WHAT YOU ARE ASKED TO DO: Transcribe the material exactly. Images do not belong in the copy.

** Begin PROVIDED RECORDS **

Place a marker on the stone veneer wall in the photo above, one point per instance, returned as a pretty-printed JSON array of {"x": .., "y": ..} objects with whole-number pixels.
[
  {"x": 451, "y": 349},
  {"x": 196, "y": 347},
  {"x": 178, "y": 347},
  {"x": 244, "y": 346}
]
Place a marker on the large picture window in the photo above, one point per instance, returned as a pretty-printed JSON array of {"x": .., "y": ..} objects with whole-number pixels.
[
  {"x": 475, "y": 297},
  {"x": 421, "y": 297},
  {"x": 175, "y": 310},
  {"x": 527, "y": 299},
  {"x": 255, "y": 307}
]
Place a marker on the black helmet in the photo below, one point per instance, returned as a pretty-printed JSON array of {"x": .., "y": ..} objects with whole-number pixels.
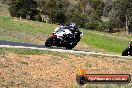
[{"x": 73, "y": 27}]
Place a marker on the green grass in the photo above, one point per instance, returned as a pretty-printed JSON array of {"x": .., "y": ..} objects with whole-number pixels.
[
  {"x": 15, "y": 29},
  {"x": 103, "y": 42}
]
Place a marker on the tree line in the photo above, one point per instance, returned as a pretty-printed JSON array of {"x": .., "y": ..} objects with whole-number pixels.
[{"x": 86, "y": 13}]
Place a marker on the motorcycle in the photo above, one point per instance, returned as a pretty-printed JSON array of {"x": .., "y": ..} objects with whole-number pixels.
[
  {"x": 63, "y": 38},
  {"x": 128, "y": 50}
]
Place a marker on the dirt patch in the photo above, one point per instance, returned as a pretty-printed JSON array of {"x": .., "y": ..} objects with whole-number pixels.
[{"x": 49, "y": 71}]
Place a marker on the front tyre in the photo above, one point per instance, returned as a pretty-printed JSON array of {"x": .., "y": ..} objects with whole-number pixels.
[
  {"x": 126, "y": 52},
  {"x": 49, "y": 42}
]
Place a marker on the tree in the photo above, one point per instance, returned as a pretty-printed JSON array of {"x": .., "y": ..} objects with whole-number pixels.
[
  {"x": 23, "y": 8},
  {"x": 122, "y": 10},
  {"x": 97, "y": 7}
]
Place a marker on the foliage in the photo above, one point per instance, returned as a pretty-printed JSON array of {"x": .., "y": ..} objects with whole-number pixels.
[
  {"x": 121, "y": 13},
  {"x": 23, "y": 8}
]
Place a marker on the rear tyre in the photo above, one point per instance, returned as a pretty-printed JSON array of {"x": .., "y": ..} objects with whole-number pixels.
[
  {"x": 125, "y": 52},
  {"x": 49, "y": 42}
]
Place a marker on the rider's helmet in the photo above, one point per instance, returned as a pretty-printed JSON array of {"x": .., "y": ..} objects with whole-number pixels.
[{"x": 73, "y": 27}]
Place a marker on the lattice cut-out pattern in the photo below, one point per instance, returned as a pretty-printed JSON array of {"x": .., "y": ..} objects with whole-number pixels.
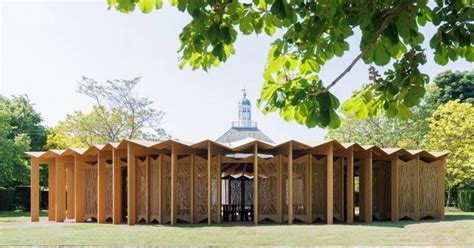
[
  {"x": 200, "y": 188},
  {"x": 183, "y": 189},
  {"x": 267, "y": 189},
  {"x": 90, "y": 190}
]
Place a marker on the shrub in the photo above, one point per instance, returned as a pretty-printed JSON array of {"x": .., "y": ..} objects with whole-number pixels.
[
  {"x": 6, "y": 199},
  {"x": 466, "y": 199}
]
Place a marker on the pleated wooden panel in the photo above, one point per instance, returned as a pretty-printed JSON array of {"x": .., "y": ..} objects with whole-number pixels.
[
  {"x": 429, "y": 195},
  {"x": 215, "y": 175},
  {"x": 108, "y": 191},
  {"x": 183, "y": 189},
  {"x": 166, "y": 190},
  {"x": 90, "y": 189},
  {"x": 406, "y": 196},
  {"x": 200, "y": 189},
  {"x": 300, "y": 203},
  {"x": 154, "y": 181},
  {"x": 319, "y": 188},
  {"x": 267, "y": 189},
  {"x": 142, "y": 184}
]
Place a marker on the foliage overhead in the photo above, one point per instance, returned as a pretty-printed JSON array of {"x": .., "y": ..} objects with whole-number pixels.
[
  {"x": 20, "y": 131},
  {"x": 314, "y": 32},
  {"x": 118, "y": 113},
  {"x": 452, "y": 129}
]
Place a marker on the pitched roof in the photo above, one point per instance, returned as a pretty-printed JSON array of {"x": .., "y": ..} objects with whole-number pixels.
[{"x": 239, "y": 133}]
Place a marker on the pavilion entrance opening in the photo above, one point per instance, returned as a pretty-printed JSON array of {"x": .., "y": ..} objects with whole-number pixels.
[{"x": 237, "y": 192}]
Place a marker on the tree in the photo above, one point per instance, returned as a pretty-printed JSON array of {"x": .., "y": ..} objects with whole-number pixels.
[
  {"x": 21, "y": 130},
  {"x": 452, "y": 129},
  {"x": 118, "y": 113},
  {"x": 454, "y": 85},
  {"x": 316, "y": 31}
]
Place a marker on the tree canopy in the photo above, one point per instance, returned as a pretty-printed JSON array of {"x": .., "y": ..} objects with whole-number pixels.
[
  {"x": 21, "y": 130},
  {"x": 314, "y": 32},
  {"x": 118, "y": 113}
]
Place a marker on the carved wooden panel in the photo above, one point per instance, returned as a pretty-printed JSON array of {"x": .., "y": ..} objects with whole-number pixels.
[
  {"x": 166, "y": 191},
  {"x": 319, "y": 188},
  {"x": 406, "y": 196},
  {"x": 154, "y": 182},
  {"x": 90, "y": 190},
  {"x": 267, "y": 189},
  {"x": 429, "y": 187},
  {"x": 200, "y": 189},
  {"x": 142, "y": 185},
  {"x": 183, "y": 189},
  {"x": 108, "y": 191}
]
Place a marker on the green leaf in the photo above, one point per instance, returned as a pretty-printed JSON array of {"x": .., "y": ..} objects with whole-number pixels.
[{"x": 146, "y": 5}]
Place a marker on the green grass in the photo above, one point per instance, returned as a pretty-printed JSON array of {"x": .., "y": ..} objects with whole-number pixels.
[{"x": 456, "y": 229}]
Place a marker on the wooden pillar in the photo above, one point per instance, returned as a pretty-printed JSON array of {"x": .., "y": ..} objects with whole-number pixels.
[
  {"x": 417, "y": 187},
  {"x": 279, "y": 188},
  {"x": 101, "y": 187},
  {"x": 309, "y": 189},
  {"x": 160, "y": 188},
  {"x": 192, "y": 189},
  {"x": 116, "y": 187},
  {"x": 78, "y": 188},
  {"x": 290, "y": 184},
  {"x": 70, "y": 192},
  {"x": 209, "y": 186},
  {"x": 395, "y": 212},
  {"x": 350, "y": 186},
  {"x": 60, "y": 190},
  {"x": 174, "y": 168},
  {"x": 52, "y": 190},
  {"x": 255, "y": 184},
  {"x": 219, "y": 188},
  {"x": 132, "y": 185},
  {"x": 441, "y": 189},
  {"x": 34, "y": 194},
  {"x": 330, "y": 185}
]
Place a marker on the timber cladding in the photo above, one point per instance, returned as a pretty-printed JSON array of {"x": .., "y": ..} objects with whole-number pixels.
[{"x": 250, "y": 181}]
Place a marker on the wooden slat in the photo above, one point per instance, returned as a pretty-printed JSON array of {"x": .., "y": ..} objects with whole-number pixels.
[{"x": 35, "y": 206}]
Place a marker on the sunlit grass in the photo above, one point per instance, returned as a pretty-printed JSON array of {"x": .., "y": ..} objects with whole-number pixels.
[{"x": 457, "y": 229}]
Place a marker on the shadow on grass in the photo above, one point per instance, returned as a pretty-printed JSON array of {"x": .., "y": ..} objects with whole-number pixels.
[{"x": 19, "y": 213}]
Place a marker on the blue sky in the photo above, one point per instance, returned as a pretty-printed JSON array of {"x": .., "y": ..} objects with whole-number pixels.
[{"x": 47, "y": 46}]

** End PROVIDED RECORDS **

EXERCISE OUTPUT:
Place a marker on the stone veneer wall in the photo above, one point per instance, returned as a pretty-printed JSON array of {"x": .., "y": ..} objects with whole-number pixels.
[
  {"x": 451, "y": 349},
  {"x": 196, "y": 347},
  {"x": 178, "y": 347},
  {"x": 244, "y": 346}
]
Place a marker on the large picture window in the photo above, one point per instance, returned as a pretty-printed JSON array of {"x": .., "y": ..} objects with whole-number pixels.
[
  {"x": 475, "y": 297},
  {"x": 421, "y": 297},
  {"x": 175, "y": 310},
  {"x": 527, "y": 299},
  {"x": 255, "y": 307}
]
Place a marker on the black helmet in the photo below, one point per instance, returned as a pretty-printed JSON array of {"x": .., "y": ..} objects with whole-number pixels.
[{"x": 73, "y": 27}]
Place a marker on the green grass in the photo above, one point per instance, returned as a pretty-printed JSON array of {"x": .., "y": ..} objects with whole-number pixels.
[
  {"x": 15, "y": 29},
  {"x": 103, "y": 42}
]
Place a marker on the tree line in the photo above, one point per instance, returned as a pretty-printed JSON array of {"x": .., "y": ..} objects with whole-number pixels.
[{"x": 86, "y": 13}]
Place a marker on the motorcycle in the photo above, one point per instance, returned as a pretty-printed JSON array of {"x": .., "y": ..} objects with whole-number pixels.
[
  {"x": 63, "y": 38},
  {"x": 128, "y": 50}
]
Place a marker on the dirt patch in the photo above, one point per instance, returned as a pretty-printed JSON array of {"x": .., "y": ..} objects with whole-number pixels.
[{"x": 49, "y": 71}]
Place a marker on the front tyre in the photo above, one point per instance, returned as a pretty-printed JSON array of {"x": .., "y": ..} objects with whole-number pixels.
[
  {"x": 126, "y": 52},
  {"x": 49, "y": 42}
]
Place a marker on the tree in the photo above, one point per instance, returned as a pretty-printed JSON array of {"x": .., "y": ..} objects with whole-number pixels.
[
  {"x": 23, "y": 8},
  {"x": 122, "y": 10},
  {"x": 97, "y": 7}
]
Place a marker on the foliage in the photo above, one point per instance, returned as a pretty-printed JSON array of {"x": .., "y": ..} objects with whole-number pixels.
[
  {"x": 121, "y": 13},
  {"x": 23, "y": 8}
]
Place a marker on the rear tyre in the photo above, one point per instance, returned as a pretty-printed JSON array of {"x": .., "y": ..} objects with whole-number pixels.
[
  {"x": 125, "y": 52},
  {"x": 49, "y": 42}
]
Place a marker on the rider's helmet in the photo above, one point per instance, returned as a pretty-printed JSON array of {"x": .., "y": ..} objects with whole-number pixels.
[{"x": 73, "y": 27}]
Place a marker on the lattice cut-out pattern in the photo below, one point per instance, returned as a pretty-printed JSON array of {"x": .., "y": ..} objects with whole-number pixels.
[
  {"x": 200, "y": 188},
  {"x": 183, "y": 189},
  {"x": 267, "y": 189},
  {"x": 90, "y": 190}
]
Place a marker on the shrub in the photo above, one point per instance, returned as a pretty-printed JSON array of {"x": .., "y": ..} objects with whole-number pixels.
[
  {"x": 6, "y": 199},
  {"x": 466, "y": 199}
]
Place a marker on the pleated wooden panel in the photo above, one point per instance, returned as a pretty-printed JSON array of {"x": .., "y": ..} objects with whole-number pixels.
[
  {"x": 429, "y": 195},
  {"x": 215, "y": 175},
  {"x": 108, "y": 191},
  {"x": 183, "y": 189},
  {"x": 166, "y": 190},
  {"x": 90, "y": 189},
  {"x": 406, "y": 196},
  {"x": 200, "y": 189},
  {"x": 300, "y": 203},
  {"x": 154, "y": 181},
  {"x": 319, "y": 188},
  {"x": 267, "y": 189},
  {"x": 142, "y": 184}
]
Place a marker on the foliage overhead in the photo above, one point per instance, returned as a pretty-printed JSON array of {"x": .., "y": ..} objects with whole-number pixels.
[
  {"x": 20, "y": 131},
  {"x": 314, "y": 32},
  {"x": 118, "y": 113},
  {"x": 452, "y": 129}
]
Place a marker on the pitched roof in the photo above, one point per instance, returned as a pretty-printed JSON array of {"x": .., "y": ..} objects with whole-number pixels.
[{"x": 239, "y": 133}]
Place a marker on the pavilion entrance opening in the photo above, one point per instance, returned as a pretty-printed JSON array of {"x": .., "y": ..} objects with whole-number pixels.
[{"x": 237, "y": 192}]
Place a marker on the tree in the photo above, one point per instance, returned as a pretty-printed JSON array of {"x": .., "y": ..} objects with whole-number pixels.
[
  {"x": 21, "y": 130},
  {"x": 452, "y": 129},
  {"x": 118, "y": 113},
  {"x": 454, "y": 85},
  {"x": 316, "y": 31}
]
Place a marker on the tree canopy in the photo above, one point per instance, returned as a pretty-printed JSON array of {"x": .., "y": ..} objects with whole-number pixels.
[
  {"x": 21, "y": 130},
  {"x": 314, "y": 32},
  {"x": 118, "y": 113}
]
Place a marker on the carved wooden panel in the photo above, one point per instance, returned as a pretty-printed JSON array of {"x": .., "y": ..} objects with whole-number pixels.
[
  {"x": 166, "y": 191},
  {"x": 319, "y": 188},
  {"x": 406, "y": 196},
  {"x": 154, "y": 182},
  {"x": 90, "y": 190},
  {"x": 267, "y": 189},
  {"x": 429, "y": 187},
  {"x": 200, "y": 189},
  {"x": 142, "y": 185},
  {"x": 183, "y": 189},
  {"x": 108, "y": 191}
]
Place a marker on the green leaf in the photo above, one point per instance, returned as a pretty-printed JSON array of {"x": .., "y": ..} objects with whole-number pixels.
[{"x": 146, "y": 5}]
Place a marker on the green grass in the photo above, one point per instance, returned as a pretty-printed JSON array of {"x": .., "y": ..} objects with whole-number pixels.
[{"x": 456, "y": 229}]
Place a marker on the wooden pillar in the photo above, one point per instance, returned as a pretty-printed JSON array of {"x": .., "y": ..} objects with whole-number pixels.
[
  {"x": 417, "y": 187},
  {"x": 279, "y": 188},
  {"x": 101, "y": 187},
  {"x": 309, "y": 189},
  {"x": 160, "y": 188},
  {"x": 192, "y": 189},
  {"x": 116, "y": 187},
  {"x": 78, "y": 188},
  {"x": 290, "y": 184},
  {"x": 70, "y": 192},
  {"x": 209, "y": 186},
  {"x": 395, "y": 212},
  {"x": 350, "y": 186},
  {"x": 60, "y": 190},
  {"x": 174, "y": 168},
  {"x": 52, "y": 190},
  {"x": 255, "y": 184},
  {"x": 219, "y": 188},
  {"x": 132, "y": 185},
  {"x": 441, "y": 189},
  {"x": 34, "y": 194},
  {"x": 330, "y": 185}
]
Place a marker on the timber cladding in the photo above, one point per instance, returned as a pretty-printed JSON array of {"x": .., "y": ..} objects with whole-number pixels.
[{"x": 250, "y": 181}]
Place a marker on the wooden slat in the photo above, one point per instance, returned as a pretty-printed JSON array of {"x": .., "y": ..} objects with whole-number pixels.
[{"x": 35, "y": 206}]
Place a marker on the sunlit grass in the photo above, one point per instance, returned as a pretty-printed JSON array of {"x": .., "y": ..} objects with whole-number pixels.
[{"x": 457, "y": 229}]
Place a marker on the shadow on grass in the photo above, one point per instance, returned as a pretty-printed JSON array of {"x": .., "y": ..} objects with whole-number pixels.
[{"x": 19, "y": 213}]
Place a marker on the blue sky in the photo above, one point per instance, returned as a pretty-printed JSON array of {"x": .., "y": ..} objects with whole-number pixels.
[{"x": 47, "y": 46}]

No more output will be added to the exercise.